Instruction: From the items below, select each line that contains the word "book" and copy those lines out.

— START Records for the task —

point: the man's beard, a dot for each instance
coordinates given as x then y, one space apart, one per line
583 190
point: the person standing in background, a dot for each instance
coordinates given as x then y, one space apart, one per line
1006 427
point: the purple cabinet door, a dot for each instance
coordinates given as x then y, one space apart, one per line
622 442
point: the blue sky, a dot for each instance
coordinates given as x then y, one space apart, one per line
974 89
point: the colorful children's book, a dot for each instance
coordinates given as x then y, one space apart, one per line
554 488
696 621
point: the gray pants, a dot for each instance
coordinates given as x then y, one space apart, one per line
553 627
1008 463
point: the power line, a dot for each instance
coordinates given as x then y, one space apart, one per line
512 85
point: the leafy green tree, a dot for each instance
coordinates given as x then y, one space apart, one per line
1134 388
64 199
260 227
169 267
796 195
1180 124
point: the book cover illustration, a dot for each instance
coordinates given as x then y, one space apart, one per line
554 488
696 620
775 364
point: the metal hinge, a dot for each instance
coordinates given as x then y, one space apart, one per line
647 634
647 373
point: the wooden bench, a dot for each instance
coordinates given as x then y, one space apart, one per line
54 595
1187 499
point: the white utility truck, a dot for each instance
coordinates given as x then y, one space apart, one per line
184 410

— END Records for the task —
— START Records for the task —

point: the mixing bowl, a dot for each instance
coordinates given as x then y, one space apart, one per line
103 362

— END Records for the task —
— START Records for the task —

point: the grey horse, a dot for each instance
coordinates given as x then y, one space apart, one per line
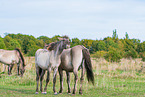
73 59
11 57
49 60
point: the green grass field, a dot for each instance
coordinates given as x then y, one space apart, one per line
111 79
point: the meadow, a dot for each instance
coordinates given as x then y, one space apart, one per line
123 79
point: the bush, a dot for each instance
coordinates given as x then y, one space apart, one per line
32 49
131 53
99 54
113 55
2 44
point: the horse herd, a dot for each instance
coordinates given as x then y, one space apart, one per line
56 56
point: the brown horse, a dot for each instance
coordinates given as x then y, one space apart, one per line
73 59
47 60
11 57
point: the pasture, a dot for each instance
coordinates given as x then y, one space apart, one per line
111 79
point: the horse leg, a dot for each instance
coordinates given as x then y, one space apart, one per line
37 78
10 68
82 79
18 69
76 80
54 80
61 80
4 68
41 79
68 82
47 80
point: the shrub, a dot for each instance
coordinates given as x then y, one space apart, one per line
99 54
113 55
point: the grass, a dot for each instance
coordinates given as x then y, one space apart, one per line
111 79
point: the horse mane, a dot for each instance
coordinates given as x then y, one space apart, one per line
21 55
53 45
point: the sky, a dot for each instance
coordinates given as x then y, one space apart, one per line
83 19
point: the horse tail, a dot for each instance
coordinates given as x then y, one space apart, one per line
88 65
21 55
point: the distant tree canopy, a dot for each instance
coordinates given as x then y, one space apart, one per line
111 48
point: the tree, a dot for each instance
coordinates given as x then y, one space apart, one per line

— END Records for the task —

Reply to the exercise:
point: the colorful children's book, a dot for each instance
point: the book cover illustration, a dot for each instance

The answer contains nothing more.